**Exercise:**
Each record should be written out exactly as given.

**Extracted information:**
━━━━
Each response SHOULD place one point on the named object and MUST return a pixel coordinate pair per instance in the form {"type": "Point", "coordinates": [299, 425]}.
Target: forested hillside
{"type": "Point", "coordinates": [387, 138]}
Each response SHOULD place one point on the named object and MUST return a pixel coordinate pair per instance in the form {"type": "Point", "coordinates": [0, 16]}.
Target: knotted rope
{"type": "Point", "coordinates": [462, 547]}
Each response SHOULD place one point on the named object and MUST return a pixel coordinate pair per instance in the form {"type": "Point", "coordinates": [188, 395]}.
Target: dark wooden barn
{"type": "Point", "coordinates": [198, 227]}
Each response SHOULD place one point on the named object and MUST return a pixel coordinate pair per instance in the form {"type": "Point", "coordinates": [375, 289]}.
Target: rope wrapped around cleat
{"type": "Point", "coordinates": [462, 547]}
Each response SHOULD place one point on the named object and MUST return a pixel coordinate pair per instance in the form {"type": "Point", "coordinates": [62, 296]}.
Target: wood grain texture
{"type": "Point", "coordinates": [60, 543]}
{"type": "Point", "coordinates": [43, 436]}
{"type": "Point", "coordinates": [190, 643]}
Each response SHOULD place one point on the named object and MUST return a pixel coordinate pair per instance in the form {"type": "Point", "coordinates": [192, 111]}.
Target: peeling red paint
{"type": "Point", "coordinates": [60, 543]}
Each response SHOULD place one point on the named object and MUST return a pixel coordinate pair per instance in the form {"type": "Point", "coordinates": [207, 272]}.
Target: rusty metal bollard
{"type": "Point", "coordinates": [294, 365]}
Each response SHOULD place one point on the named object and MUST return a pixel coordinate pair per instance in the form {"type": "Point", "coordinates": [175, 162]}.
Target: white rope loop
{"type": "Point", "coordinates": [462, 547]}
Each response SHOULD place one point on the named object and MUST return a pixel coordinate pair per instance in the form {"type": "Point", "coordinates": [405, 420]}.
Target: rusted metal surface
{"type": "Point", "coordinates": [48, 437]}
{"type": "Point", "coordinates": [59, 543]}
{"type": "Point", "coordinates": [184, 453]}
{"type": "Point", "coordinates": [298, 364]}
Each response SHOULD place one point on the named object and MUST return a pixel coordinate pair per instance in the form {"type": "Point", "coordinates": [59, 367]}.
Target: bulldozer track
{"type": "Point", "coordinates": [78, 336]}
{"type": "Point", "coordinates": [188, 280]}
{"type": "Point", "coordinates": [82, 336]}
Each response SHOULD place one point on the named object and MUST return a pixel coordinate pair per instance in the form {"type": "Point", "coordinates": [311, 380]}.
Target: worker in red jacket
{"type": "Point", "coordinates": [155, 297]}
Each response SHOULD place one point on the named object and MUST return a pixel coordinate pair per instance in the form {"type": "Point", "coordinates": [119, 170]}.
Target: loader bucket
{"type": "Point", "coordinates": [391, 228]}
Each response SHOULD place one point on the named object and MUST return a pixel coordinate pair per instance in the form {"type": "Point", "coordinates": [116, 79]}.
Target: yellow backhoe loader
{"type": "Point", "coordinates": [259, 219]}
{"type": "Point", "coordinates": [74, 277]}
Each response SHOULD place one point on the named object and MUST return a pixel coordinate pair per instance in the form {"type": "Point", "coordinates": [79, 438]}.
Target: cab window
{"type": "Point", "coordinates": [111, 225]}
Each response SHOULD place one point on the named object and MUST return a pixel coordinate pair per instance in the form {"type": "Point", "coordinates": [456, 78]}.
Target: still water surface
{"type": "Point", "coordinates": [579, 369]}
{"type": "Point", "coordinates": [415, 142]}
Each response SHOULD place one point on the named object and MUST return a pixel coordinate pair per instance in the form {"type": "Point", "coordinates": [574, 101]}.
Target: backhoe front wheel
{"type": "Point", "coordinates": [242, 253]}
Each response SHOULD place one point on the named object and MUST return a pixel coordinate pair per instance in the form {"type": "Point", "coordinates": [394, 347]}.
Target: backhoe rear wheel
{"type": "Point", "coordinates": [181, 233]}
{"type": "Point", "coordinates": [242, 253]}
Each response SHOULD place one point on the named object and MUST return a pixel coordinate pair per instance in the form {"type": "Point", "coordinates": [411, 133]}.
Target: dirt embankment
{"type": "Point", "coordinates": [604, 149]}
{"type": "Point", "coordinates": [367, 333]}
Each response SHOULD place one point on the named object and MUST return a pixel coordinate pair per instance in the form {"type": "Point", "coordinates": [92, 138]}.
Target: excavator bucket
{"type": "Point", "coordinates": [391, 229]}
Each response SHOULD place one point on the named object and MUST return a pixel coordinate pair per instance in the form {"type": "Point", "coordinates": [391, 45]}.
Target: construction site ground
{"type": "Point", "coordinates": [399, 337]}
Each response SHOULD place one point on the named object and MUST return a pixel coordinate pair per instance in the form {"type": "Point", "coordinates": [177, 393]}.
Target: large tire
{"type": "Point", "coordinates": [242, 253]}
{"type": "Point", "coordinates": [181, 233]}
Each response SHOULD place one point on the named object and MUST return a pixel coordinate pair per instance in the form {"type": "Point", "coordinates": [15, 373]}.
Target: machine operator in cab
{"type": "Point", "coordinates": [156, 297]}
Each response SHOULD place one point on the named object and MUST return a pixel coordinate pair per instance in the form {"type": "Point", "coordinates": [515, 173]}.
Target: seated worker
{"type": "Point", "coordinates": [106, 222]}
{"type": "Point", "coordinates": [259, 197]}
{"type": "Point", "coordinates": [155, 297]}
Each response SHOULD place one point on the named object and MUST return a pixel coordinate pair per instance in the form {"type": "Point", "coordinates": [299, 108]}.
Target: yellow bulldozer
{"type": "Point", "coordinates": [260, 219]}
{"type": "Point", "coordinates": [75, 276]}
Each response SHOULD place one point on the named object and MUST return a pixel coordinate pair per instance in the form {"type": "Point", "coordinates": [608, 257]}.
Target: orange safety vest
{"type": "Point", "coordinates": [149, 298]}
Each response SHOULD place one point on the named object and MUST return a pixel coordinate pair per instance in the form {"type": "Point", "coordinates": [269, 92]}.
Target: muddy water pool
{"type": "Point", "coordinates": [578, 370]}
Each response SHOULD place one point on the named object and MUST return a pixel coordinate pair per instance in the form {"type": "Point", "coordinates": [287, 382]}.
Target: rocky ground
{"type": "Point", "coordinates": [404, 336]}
━━━━
**Exercise answer:**
Each response SHOULD place one point on the named object and MUST return a pixel coordinate pair per instance in the form {"type": "Point", "coordinates": [299, 425]}.
Target: forested hillside
{"type": "Point", "coordinates": [387, 138]}
Each response SHOULD place one point on the named object and MUST return a pixel coordinate pair per instance in the form {"type": "Point", "coordinates": [0, 16]}.
Target: knotted rope
{"type": "Point", "coordinates": [462, 547]}
Each response SHOULD place one point on the named object and MUST return a pixel coordinate pair per instance in the form {"type": "Point", "coordinates": [188, 395]}.
Target: dark wooden barn
{"type": "Point", "coordinates": [198, 227]}
Each response SHOULD place one point on the named object and MUST return a pixel coordinate pair per instance in the form {"type": "Point", "coordinates": [375, 289]}.
Target: rope wrapped around cleat
{"type": "Point", "coordinates": [462, 547]}
Each response SHOULD place one point on the named object and MUST return a pixel coordinate pair per instance in the form {"type": "Point", "coordinates": [62, 296]}.
Target: wood grain texture
{"type": "Point", "coordinates": [60, 543]}
{"type": "Point", "coordinates": [43, 436]}
{"type": "Point", "coordinates": [190, 643]}
Each response SHOULD place one point on the named object and MUST return a pixel coordinate pair per instance in the form {"type": "Point", "coordinates": [192, 111]}.
Target: peeling red paint
{"type": "Point", "coordinates": [60, 543]}
Each response SHOULD place one point on the named object and MUST return a pixel coordinate pair per instance in the form {"type": "Point", "coordinates": [207, 272]}.
Target: rusty metal bollard
{"type": "Point", "coordinates": [294, 365]}
Each response SHOULD place one point on the named object and MUST return a pixel coordinate pair per instance in the form {"type": "Point", "coordinates": [175, 162]}.
Target: white rope loop
{"type": "Point", "coordinates": [462, 547]}
Each response SHOULD place one point on the named object and MUST return a pixel coordinate pair per instance in the form {"type": "Point", "coordinates": [405, 420]}.
Target: rusted metal surface
{"type": "Point", "coordinates": [48, 437]}
{"type": "Point", "coordinates": [59, 543]}
{"type": "Point", "coordinates": [184, 453]}
{"type": "Point", "coordinates": [298, 364]}
Each response SHOULD place one point on the named object and MUST return a pixel coordinate pair per instance in the form {"type": "Point", "coordinates": [59, 367]}.
Target: bulldozer track
{"type": "Point", "coordinates": [78, 336]}
{"type": "Point", "coordinates": [188, 280]}
{"type": "Point", "coordinates": [82, 336]}
Each response SHOULD place one point on the named object and MUST return a pixel coordinate pair per instance in the form {"type": "Point", "coordinates": [311, 380]}.
Target: worker in red jacket
{"type": "Point", "coordinates": [155, 297]}
Each response SHOULD place one point on the named object and MUST return a pixel coordinate pair per instance in the form {"type": "Point", "coordinates": [119, 170]}.
Target: loader bucket
{"type": "Point", "coordinates": [391, 228]}
Each response SHOULD place one point on the named object and MUST return a pixel coordinate pair per instance in the form {"type": "Point", "coordinates": [116, 79]}.
Target: yellow backhoe loader
{"type": "Point", "coordinates": [259, 219]}
{"type": "Point", "coordinates": [74, 277]}
Each response SHOULD place one point on the named object and MUST return a pixel coordinate pair per instance in the form {"type": "Point", "coordinates": [79, 438]}.
Target: cab window
{"type": "Point", "coordinates": [111, 225]}
Each response SHOULD place one point on the named object and MUST return a pixel coordinate pair per instance in the form {"type": "Point", "coordinates": [456, 78]}.
Target: still water surface
{"type": "Point", "coordinates": [579, 369]}
{"type": "Point", "coordinates": [415, 142]}
Each response SHOULD place one point on the named object and MUST return a pixel coordinate pair per instance in the form {"type": "Point", "coordinates": [574, 101]}.
Target: backhoe front wheel
{"type": "Point", "coordinates": [242, 253]}
Each response SHOULD place one point on the named object and MUST return a pixel coordinate pair per instance in the form {"type": "Point", "coordinates": [394, 347]}.
Target: backhoe rear wheel
{"type": "Point", "coordinates": [181, 233]}
{"type": "Point", "coordinates": [242, 253]}
Each response SHOULD place one point on the named object and MUST return a pixel coordinate pair per instance in the form {"type": "Point", "coordinates": [411, 133]}.
Target: dirt embankment
{"type": "Point", "coordinates": [604, 149]}
{"type": "Point", "coordinates": [367, 333]}
Each response SHOULD place one point on the named object and MUST return a pixel coordinate pair per instance in the form {"type": "Point", "coordinates": [92, 138]}.
Target: excavator bucket
{"type": "Point", "coordinates": [391, 229]}
Each response SHOULD place one point on the named object and MUST return a pixel coordinate pair per instance in the form {"type": "Point", "coordinates": [391, 45]}.
Target: construction site ground
{"type": "Point", "coordinates": [399, 337]}
Each response SHOULD place one point on the named object and MUST return a pixel coordinate pair per instance in the form {"type": "Point", "coordinates": [177, 393]}.
Target: large tire
{"type": "Point", "coordinates": [242, 253]}
{"type": "Point", "coordinates": [181, 233]}
Each response SHOULD place one point on the named object and MUST return a pixel coordinate pair per instance in the form {"type": "Point", "coordinates": [15, 373]}.
Target: machine operator in cab
{"type": "Point", "coordinates": [156, 297]}
Each response SHOULD place one point on the named object and MUST return a pixel coordinate pair per instance in the form {"type": "Point", "coordinates": [515, 173]}.
Target: seated worker
{"type": "Point", "coordinates": [106, 222]}
{"type": "Point", "coordinates": [259, 197]}
{"type": "Point", "coordinates": [155, 297]}
Each response SHOULD place one point on the named object and MUST return a pixel coordinate pair per instance in the form {"type": "Point", "coordinates": [299, 108]}.
Target: yellow bulldozer
{"type": "Point", "coordinates": [260, 219]}
{"type": "Point", "coordinates": [75, 276]}
Each response SHOULD place one point on the named object and MUST return a pixel coordinate pair per instance in the form {"type": "Point", "coordinates": [608, 257]}.
Target: orange safety vest
{"type": "Point", "coordinates": [149, 298]}
Each response SHOULD place one point on the named object and MUST return a pixel coordinate pair per instance in the form {"type": "Point", "coordinates": [269, 92]}.
Target: muddy water pool
{"type": "Point", "coordinates": [578, 370]}
Each response SHOULD place one point on the named object and MUST return a pixel coordinate pair per instance in the form {"type": "Point", "coordinates": [287, 382]}.
Target: rocky ground
{"type": "Point", "coordinates": [404, 336]}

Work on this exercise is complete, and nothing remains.